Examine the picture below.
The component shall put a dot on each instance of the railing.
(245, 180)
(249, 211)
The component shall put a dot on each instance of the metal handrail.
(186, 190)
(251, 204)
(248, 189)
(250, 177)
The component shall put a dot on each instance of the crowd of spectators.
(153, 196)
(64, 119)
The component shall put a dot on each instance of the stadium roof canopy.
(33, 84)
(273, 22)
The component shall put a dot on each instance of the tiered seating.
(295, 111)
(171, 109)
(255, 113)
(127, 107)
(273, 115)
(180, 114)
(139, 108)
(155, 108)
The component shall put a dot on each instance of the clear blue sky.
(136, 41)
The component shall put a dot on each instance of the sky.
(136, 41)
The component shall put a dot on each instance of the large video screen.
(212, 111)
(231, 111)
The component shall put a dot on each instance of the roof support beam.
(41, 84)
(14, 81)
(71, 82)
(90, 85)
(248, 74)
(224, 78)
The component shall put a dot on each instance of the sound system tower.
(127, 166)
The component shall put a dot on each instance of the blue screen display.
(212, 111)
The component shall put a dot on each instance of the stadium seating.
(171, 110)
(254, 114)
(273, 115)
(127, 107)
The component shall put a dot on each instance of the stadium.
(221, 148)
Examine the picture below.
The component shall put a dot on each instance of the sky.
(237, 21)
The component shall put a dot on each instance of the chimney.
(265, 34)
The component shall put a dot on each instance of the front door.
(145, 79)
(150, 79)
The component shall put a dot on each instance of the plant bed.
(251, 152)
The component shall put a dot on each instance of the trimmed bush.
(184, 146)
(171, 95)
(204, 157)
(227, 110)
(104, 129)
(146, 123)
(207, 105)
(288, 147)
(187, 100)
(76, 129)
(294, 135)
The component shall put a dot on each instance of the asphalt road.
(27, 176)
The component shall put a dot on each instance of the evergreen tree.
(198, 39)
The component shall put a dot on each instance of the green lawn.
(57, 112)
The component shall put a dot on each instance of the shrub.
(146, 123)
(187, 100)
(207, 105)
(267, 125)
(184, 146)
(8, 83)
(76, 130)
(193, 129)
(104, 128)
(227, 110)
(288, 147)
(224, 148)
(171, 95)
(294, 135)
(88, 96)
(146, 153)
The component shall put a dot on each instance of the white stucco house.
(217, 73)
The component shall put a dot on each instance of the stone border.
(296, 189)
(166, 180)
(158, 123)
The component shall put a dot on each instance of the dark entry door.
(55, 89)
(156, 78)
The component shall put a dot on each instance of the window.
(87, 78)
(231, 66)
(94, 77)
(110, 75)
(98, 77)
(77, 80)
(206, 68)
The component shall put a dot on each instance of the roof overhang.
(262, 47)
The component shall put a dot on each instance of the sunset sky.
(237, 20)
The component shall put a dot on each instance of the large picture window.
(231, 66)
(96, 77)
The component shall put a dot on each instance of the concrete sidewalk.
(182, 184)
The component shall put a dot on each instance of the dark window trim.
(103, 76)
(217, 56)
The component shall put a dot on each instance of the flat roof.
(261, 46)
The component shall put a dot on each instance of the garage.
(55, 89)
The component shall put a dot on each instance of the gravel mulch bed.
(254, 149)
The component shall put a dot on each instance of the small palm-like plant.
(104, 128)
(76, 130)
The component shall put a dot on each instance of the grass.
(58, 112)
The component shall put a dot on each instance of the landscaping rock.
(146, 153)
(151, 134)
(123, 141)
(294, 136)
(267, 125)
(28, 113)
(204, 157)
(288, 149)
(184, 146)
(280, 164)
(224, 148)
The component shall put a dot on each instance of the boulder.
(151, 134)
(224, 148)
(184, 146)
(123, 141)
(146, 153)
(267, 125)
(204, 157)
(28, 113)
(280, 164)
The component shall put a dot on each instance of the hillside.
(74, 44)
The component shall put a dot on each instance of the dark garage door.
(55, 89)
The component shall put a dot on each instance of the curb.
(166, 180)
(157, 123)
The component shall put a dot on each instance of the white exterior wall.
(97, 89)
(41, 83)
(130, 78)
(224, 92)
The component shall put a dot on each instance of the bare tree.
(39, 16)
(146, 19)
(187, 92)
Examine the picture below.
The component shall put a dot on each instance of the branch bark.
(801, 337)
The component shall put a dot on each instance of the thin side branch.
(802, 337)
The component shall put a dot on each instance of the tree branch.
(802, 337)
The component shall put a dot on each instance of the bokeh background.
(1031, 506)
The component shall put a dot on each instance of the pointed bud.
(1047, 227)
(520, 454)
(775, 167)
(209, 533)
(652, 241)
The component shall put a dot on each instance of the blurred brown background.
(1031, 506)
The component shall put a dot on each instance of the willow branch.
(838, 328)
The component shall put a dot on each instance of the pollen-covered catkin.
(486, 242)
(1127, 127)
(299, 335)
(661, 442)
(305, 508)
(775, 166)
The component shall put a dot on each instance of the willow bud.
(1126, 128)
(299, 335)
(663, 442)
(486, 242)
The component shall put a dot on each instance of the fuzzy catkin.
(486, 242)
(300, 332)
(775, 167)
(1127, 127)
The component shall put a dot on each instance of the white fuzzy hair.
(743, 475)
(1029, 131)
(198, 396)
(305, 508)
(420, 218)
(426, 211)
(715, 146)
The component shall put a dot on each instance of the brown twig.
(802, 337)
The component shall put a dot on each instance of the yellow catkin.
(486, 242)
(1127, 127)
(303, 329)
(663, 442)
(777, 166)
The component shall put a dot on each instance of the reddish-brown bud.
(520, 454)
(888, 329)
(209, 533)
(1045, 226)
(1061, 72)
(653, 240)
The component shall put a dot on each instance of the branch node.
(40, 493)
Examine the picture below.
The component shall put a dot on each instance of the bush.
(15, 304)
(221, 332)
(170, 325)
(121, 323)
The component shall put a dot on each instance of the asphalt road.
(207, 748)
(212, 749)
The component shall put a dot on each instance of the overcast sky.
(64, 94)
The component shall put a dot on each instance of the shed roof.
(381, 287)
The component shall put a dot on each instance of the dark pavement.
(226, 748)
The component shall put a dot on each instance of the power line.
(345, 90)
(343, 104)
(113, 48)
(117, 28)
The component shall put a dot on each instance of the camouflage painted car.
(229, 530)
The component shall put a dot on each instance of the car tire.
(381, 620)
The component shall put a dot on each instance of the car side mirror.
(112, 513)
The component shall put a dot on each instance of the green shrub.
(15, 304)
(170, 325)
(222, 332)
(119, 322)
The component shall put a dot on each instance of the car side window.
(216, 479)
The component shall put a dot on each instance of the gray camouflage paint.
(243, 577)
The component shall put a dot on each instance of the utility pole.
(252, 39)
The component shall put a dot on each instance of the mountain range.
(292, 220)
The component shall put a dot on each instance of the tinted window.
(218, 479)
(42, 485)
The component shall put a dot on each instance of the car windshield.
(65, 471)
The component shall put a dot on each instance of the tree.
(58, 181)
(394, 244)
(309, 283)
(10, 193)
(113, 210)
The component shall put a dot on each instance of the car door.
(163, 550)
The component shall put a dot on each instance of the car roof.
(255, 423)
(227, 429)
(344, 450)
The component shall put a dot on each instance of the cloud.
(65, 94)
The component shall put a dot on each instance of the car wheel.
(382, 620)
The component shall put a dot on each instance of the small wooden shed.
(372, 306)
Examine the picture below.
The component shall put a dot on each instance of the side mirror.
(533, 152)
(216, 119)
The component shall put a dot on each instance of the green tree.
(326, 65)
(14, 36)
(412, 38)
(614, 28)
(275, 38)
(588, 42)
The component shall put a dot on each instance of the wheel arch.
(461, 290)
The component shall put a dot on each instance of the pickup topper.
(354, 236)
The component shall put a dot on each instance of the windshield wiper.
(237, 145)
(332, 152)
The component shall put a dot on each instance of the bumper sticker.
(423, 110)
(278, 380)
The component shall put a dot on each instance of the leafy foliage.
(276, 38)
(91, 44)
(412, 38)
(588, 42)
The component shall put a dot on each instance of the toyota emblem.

==========

**WHAT IS NEEDED**
The output should match the records above exactly, line for line.

**YOUR RESPONSE**
Examine the picture below.
The component shall put a dot on each instance of the railing.
(245, 180)
(249, 211)
The component shall put a dot on each instance of the metal handrail.
(186, 190)
(251, 204)
(248, 189)
(250, 177)
The component shall put a dot on each instance of the crowd of spectators.
(153, 196)
(64, 119)
The component shall put a dot on each instance of the stadium roof canopy.
(33, 84)
(273, 22)
The component shall put a dot on each instance of the tiered seating.
(295, 111)
(171, 109)
(255, 113)
(127, 107)
(273, 115)
(180, 114)
(139, 108)
(155, 108)
The component shall put a dot on each instance of the clear blue sky.
(136, 41)
The component shall put a dot on each instance of the sky.
(136, 41)
The component shall put a dot on each instance of the large video screen.
(212, 111)
(231, 111)
The component shall put a dot on each instance of the roof support beam.
(41, 84)
(14, 81)
(71, 82)
(90, 85)
(248, 74)
(224, 78)
The component shall put a dot on each instance of the sound system tower.
(127, 166)
The component shall put a dot on each instance of the blue screen display.
(212, 111)
The component shall put a dot on each instance of the stadium seating.
(171, 110)
(254, 114)
(273, 115)
(127, 107)
The component shall put a dot on each instance of the stadium.
(221, 148)
Examine the picture below.
The component shall put a dot on each instance of the sky.
(237, 21)
The component shall put a dot on each instance of the chimney.
(265, 34)
The component shall put a dot on each instance of the front door.
(145, 79)
(150, 79)
The component shall put a dot on each instance of the plant bed.
(251, 152)
The component shall put a dot on each instance of the trimmed bush.
(184, 146)
(171, 95)
(204, 157)
(227, 110)
(104, 129)
(146, 123)
(207, 105)
(288, 147)
(187, 100)
(76, 129)
(294, 135)
The component shall put a dot on each instance of the asphalt road.
(27, 176)
The component shall put a dot on each instance of the evergreen tree.
(198, 39)
The component shall put a dot on each instance of the green lawn.
(57, 112)
The component shall put a dot on each instance of the shrub.
(146, 123)
(187, 100)
(207, 105)
(267, 125)
(184, 146)
(8, 83)
(76, 130)
(193, 129)
(104, 128)
(227, 110)
(288, 147)
(224, 148)
(171, 95)
(294, 135)
(88, 96)
(146, 153)
The component shall put a dot on each instance of the white stucco house.
(217, 73)
The component shall put a dot on each instance of the stone border.
(296, 189)
(166, 180)
(158, 123)
The component shall put a dot on each instance of the dark entry door.
(55, 89)
(156, 78)
The component shall put a dot on each instance of the window.
(87, 78)
(231, 66)
(94, 77)
(110, 75)
(98, 77)
(77, 80)
(206, 68)
The component shall put a dot on each instance of the roof overhang.
(262, 47)
The component shall put a dot on each instance of the sunset sky.
(237, 20)
The component shall put a dot on each instance of the large picture window.
(231, 66)
(96, 77)
The component shall put a dot on each instance of the concrete sidewalk.
(182, 184)
The component shall put a dot on each instance of the dark window trim.
(103, 76)
(217, 56)
The component shall put a dot on each instance of the flat roof.
(261, 46)
The component shall put a dot on each instance of the garage.
(55, 89)
The component shall put a dot on each instance of the gravel mulch bed.
(254, 149)
The component shall put a dot on each instance of the small palm-like plant.
(104, 128)
(76, 130)
The component shall put a dot on each instance of the grass.
(58, 112)
The component shall put a dot on each instance of the landscaping rock.
(146, 153)
(151, 134)
(123, 141)
(294, 136)
(267, 125)
(28, 113)
(204, 157)
(288, 149)
(184, 146)
(280, 164)
(224, 148)
The component shall put a dot on each instance of the boulder.
(151, 134)
(224, 148)
(184, 146)
(123, 141)
(146, 153)
(267, 125)
(204, 157)
(28, 113)
(280, 164)
The component shall put a dot on each instance of the hillside.
(74, 44)
The component shall put a dot on each instance of the dark garage door.
(55, 89)
The component shall put a dot on each instance of the curb.
(166, 180)
(157, 123)
The component shall put a dot on each instance of the white exterior wall.
(97, 89)
(41, 83)
(130, 78)
(224, 92)
The component shall put a dot on each instance of the bare tree.
(39, 16)
(146, 19)
(187, 92)
Examine the picture below.
The component shall put a dot on each instance of the branch bark.
(801, 337)
The component shall put a dot on each instance of the thin side branch.
(802, 337)
The component shall put a dot on each instance of the tree branch.
(802, 337)
The component shall put a dot on each instance of the bokeh background.
(1031, 506)
The component shall put a dot on each instance of the pointed bud.
(1047, 227)
(520, 454)
(775, 167)
(209, 533)
(652, 241)
The component shall put a dot on each instance of the blurred brown background.
(1031, 506)
The component shall put a dot on each instance of the willow branch.
(838, 328)
The component shall put a dot on each instance of the pollen-covered catkin.
(486, 242)
(1127, 127)
(299, 335)
(661, 442)
(305, 508)
(775, 166)
The component shall put a dot on each instance of the willow bud.
(1126, 128)
(299, 335)
(663, 442)
(486, 242)
The component shall put a dot on each instance of the fuzzy catkin.
(486, 242)
(300, 332)
(775, 167)
(1127, 127)
The component shall put a dot on each instance of the white fuzzy hair.
(743, 475)
(1029, 131)
(198, 396)
(305, 508)
(420, 218)
(426, 211)
(715, 146)
The component shall put a dot on each instance of the brown twig.
(802, 337)
The component shall put a dot on each instance of the yellow catkin.
(486, 242)
(1127, 127)
(303, 329)
(663, 442)
(777, 166)
The component shall put a dot on each instance of the reddish-brown bud.
(520, 454)
(888, 329)
(209, 533)
(1045, 226)
(1061, 72)
(653, 240)
The component shall put a dot on each instance of the branch node.
(40, 493)
Examine the picture below.
The component shall put a dot on each instance of the bush.
(15, 304)
(221, 332)
(170, 325)
(121, 323)
The component shall put a dot on each instance of the asphalt road.
(207, 748)
(212, 749)
The component shall put a dot on each instance of the overcast sky.
(64, 94)
The component shall put a dot on each instance of the shed roof.
(381, 287)
The component shall put a dot on each instance of the dark pavement.
(226, 748)
The component shall put a dot on each instance of the power line.
(345, 90)
(343, 104)
(113, 48)
(117, 28)
The component shall put a dot on each instance of the camouflage painted car.
(229, 530)
The component shall put a dot on each instance of the car tire.
(381, 620)
The component shall put a dot on each instance of the car side mirror.
(112, 513)
The component shall put a dot on each instance of the green shrub.
(15, 304)
(170, 325)
(222, 332)
(119, 322)
The component shall put a dot on each instance of the car side window.
(216, 479)
The component shall put a dot on each instance of the gray camouflage paint.
(243, 577)
The component shall put a dot on each instance of the utility pole.
(252, 39)
The component shall put a dot on each instance of the mountain range.
(292, 220)
The component shall put a dot on each instance of the tinted window.
(218, 479)
(42, 485)
The component shall put a dot on each instance of the car windshield.
(65, 471)
The component shall put a dot on each instance of the tree.
(58, 181)
(394, 244)
(309, 283)
(10, 193)
(113, 210)
The component shall put a dot on each instance of the car door.
(163, 550)
The component shall put a dot on each instance of the car roof.
(255, 423)
(227, 429)
(344, 450)
The component shall put a dot on each instance of the cloud.
(65, 94)
The component shall put a dot on each instance of the car wheel.
(382, 620)
The component shall put a dot on each instance of the small wooden shed.
(372, 306)
Examine the picture below.
The component shall put a dot on each instance of the side mirror.
(533, 152)
(216, 119)
The component shall put a dot on each instance of the green tree.
(326, 65)
(14, 36)
(412, 38)
(614, 28)
(275, 38)
(588, 42)
The component shall put a dot on each instance of the wheel arch.
(461, 290)
The component shall put a dot on each instance of the pickup topper.
(354, 236)
The component shall put a dot on each instance of the windshield wiper.
(237, 145)
(332, 152)
The component shall put a dot on each instance of the bumper sticker.
(423, 110)
(278, 380)
The component shall put a dot on each instance of the leafy foliage.
(276, 38)
(91, 44)
(412, 38)
(588, 42)
The component shall put a dot on each instance of the toyota emblem.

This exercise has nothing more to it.